▸ PROBLEM TO SOLVE:
Copy out, exactly and with nothing else, the stretch of lines that starts at the line containing "the white structure" and finishes at the end of the data.

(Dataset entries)
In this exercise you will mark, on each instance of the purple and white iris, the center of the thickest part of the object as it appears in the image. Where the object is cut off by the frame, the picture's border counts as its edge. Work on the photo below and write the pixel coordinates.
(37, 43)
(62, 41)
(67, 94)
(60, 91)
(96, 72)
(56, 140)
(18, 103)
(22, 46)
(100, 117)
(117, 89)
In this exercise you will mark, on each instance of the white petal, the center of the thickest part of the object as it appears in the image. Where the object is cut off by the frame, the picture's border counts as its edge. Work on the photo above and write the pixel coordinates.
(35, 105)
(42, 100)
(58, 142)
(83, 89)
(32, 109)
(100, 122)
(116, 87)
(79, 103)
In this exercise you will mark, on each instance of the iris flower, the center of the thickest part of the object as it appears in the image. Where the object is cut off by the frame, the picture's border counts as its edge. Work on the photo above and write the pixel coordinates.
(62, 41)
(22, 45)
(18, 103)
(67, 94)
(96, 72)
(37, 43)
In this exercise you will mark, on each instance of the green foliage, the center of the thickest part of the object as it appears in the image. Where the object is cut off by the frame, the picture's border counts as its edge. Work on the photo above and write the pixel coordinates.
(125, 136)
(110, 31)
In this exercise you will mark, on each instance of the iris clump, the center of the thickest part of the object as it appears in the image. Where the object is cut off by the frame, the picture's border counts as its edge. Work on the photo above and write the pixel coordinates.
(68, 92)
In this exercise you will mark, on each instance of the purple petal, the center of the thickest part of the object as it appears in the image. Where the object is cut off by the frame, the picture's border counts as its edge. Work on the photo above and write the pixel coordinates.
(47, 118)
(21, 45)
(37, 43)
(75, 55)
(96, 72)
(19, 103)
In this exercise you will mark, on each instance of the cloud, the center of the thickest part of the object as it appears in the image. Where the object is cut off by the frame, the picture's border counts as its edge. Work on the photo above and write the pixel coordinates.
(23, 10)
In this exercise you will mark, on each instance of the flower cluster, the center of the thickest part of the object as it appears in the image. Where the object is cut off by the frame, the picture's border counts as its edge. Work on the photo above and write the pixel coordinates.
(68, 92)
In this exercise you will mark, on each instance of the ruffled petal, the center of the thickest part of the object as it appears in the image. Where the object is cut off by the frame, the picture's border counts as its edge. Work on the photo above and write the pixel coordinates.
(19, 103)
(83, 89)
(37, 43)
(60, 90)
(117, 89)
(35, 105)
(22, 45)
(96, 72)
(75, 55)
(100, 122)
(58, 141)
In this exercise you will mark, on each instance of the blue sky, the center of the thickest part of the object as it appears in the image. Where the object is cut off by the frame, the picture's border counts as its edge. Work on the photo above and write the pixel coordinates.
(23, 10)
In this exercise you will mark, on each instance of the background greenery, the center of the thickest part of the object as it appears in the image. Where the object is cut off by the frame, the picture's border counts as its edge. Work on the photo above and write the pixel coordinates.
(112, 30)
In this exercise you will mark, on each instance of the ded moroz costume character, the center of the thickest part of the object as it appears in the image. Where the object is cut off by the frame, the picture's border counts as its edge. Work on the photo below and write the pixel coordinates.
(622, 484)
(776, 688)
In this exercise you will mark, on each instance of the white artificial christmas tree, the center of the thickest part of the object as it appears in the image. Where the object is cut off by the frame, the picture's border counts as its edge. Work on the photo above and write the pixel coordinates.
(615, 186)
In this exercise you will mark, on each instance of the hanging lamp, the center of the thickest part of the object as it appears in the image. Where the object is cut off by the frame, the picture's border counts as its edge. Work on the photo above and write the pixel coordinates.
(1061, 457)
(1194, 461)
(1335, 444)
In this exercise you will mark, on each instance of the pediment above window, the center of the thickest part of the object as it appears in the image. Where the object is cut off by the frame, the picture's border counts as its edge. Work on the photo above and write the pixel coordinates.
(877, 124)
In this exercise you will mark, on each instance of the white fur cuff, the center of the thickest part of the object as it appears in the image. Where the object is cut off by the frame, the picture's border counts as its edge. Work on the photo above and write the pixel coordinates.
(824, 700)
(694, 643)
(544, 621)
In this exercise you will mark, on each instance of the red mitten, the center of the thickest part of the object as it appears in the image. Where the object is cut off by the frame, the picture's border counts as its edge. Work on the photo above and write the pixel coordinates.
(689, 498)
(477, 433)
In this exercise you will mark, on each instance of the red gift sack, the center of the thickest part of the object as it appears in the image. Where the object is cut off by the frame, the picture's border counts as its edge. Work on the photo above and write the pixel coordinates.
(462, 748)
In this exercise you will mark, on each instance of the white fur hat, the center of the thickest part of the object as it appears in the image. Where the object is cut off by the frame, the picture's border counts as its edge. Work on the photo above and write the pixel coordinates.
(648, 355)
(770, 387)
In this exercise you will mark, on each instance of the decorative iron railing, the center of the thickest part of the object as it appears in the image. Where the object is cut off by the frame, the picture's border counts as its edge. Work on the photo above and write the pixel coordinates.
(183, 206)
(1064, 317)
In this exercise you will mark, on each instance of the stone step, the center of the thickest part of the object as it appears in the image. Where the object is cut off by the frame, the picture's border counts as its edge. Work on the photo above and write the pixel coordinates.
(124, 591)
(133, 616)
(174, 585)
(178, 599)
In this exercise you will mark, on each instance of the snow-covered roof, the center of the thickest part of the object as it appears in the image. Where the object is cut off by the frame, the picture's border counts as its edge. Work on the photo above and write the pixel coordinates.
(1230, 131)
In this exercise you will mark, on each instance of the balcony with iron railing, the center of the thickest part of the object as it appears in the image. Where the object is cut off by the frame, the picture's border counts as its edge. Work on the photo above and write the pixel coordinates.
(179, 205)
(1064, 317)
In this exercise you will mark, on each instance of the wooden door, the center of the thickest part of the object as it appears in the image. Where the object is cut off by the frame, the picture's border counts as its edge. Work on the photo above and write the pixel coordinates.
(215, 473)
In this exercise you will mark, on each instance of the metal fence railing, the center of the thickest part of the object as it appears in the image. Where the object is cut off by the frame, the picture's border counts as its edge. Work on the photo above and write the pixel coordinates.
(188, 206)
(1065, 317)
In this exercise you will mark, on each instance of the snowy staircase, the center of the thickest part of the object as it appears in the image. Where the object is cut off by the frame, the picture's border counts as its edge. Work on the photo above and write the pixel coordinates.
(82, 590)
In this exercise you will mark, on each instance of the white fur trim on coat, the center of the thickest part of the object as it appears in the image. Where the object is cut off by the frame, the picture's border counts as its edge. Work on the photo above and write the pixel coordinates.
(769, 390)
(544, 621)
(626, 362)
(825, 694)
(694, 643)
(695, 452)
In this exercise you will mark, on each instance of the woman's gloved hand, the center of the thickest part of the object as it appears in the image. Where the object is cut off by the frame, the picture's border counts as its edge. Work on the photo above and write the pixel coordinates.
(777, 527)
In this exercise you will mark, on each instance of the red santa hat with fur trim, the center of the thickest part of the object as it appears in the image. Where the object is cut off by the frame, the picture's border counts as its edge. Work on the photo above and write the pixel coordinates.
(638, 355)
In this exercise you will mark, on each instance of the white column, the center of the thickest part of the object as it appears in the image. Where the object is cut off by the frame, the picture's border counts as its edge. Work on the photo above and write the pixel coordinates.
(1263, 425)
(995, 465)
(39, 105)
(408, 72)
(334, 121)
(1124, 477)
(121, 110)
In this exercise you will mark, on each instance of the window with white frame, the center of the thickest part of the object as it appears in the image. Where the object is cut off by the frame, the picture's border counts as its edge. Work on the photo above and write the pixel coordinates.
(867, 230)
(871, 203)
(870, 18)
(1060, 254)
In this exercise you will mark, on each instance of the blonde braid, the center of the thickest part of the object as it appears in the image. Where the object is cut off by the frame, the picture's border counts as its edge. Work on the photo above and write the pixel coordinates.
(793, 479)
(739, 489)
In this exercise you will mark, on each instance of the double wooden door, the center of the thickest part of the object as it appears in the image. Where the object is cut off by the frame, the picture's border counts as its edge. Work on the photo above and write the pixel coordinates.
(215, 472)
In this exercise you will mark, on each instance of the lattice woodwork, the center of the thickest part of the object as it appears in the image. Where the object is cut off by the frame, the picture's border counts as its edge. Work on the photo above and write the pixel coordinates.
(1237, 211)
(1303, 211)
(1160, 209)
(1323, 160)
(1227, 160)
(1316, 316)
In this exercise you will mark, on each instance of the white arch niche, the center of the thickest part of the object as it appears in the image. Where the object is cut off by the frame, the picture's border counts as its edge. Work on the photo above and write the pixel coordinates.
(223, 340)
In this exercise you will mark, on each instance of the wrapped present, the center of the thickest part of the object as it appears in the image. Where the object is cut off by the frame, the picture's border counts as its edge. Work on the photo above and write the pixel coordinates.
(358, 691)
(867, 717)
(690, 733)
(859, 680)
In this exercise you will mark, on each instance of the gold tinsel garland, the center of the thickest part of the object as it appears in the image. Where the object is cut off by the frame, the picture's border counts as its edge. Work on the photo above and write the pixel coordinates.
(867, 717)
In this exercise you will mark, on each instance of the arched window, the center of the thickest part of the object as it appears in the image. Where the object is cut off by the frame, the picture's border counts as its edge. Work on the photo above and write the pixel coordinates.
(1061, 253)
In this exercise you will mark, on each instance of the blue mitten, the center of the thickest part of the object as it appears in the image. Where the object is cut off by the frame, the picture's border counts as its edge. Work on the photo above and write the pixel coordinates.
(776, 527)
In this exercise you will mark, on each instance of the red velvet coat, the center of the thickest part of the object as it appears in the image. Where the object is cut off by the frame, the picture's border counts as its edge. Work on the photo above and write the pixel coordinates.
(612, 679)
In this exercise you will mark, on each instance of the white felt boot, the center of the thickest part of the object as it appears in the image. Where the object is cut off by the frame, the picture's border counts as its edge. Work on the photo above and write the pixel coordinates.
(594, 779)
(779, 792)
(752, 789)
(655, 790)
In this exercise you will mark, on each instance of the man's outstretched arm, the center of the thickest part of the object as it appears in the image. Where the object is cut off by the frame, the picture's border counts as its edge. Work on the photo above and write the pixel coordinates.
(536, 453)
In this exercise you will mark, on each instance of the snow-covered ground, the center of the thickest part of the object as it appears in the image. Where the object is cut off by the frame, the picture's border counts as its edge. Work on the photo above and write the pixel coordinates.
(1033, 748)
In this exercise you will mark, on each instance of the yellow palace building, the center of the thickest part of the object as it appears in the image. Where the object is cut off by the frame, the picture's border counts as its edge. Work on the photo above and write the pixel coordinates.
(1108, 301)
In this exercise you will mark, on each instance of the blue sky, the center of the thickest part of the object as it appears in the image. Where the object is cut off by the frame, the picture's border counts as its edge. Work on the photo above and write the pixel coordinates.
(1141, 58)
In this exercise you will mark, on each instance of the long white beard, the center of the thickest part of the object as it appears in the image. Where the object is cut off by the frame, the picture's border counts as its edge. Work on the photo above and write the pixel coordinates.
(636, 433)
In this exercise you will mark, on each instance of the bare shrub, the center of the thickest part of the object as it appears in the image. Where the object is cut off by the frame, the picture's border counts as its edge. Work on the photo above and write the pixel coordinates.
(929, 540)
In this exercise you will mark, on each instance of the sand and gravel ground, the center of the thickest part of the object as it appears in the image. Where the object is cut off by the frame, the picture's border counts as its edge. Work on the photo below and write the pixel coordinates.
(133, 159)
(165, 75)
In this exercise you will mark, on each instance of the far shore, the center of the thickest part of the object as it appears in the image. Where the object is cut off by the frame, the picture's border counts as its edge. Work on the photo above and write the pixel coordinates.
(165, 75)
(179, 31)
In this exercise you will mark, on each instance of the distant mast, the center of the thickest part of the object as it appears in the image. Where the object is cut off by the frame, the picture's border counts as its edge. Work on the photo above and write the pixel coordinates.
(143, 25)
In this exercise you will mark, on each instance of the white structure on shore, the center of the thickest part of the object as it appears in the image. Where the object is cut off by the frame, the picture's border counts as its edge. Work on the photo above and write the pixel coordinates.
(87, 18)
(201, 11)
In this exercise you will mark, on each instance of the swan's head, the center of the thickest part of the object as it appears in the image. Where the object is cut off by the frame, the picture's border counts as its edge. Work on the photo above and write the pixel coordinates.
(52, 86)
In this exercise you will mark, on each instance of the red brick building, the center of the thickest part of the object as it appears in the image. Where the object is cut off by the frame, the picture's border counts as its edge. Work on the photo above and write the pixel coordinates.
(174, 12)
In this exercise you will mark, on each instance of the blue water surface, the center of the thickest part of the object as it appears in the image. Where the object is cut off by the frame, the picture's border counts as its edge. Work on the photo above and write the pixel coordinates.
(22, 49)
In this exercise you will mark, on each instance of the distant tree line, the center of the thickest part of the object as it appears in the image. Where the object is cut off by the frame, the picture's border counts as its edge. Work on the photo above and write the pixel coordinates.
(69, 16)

▸ PROBLEM SOLUTION:
In this exercise you will mark, on each instance of the white structure on shore, the center of the thickest part of the object as it appears in the image. Where the object is cut off by the frame, the picture's border counts as its edge. Work on the photo above and write the pixel coordinates.
(87, 18)
(201, 11)
In this exercise you will mark, on each instance of the swan's head, the center of the thickest part of the object as it appears in the image. Where the object is cut off by the frame, the picture's border counts as its edge. Work on the photo above and write the pixel coordinates.
(52, 86)
In this exercise you will mark, on each instance of the red brick building, the center of the thickest part of the object as it appears in the image. Where the object is cut off by the frame, the picture's border counts as its edge. Work on the photo above and write the pixel coordinates.
(174, 12)
In this exercise you will mark, on each instance of the blue water surface, the center of the thickest part of the object as it appears in the image. Where the object is cut off by the frame, the picture's border counts as its edge. Work on the photo above and write the pixel coordinates.
(22, 49)
In this exercise you will mark, on each instance of the distant tree line, the center of the thickest part of the object as it appears in the image. Where the object is cut off by the frame, the picture's border counts as its edge. Work on the photo above and write the pixel coordinates.
(69, 16)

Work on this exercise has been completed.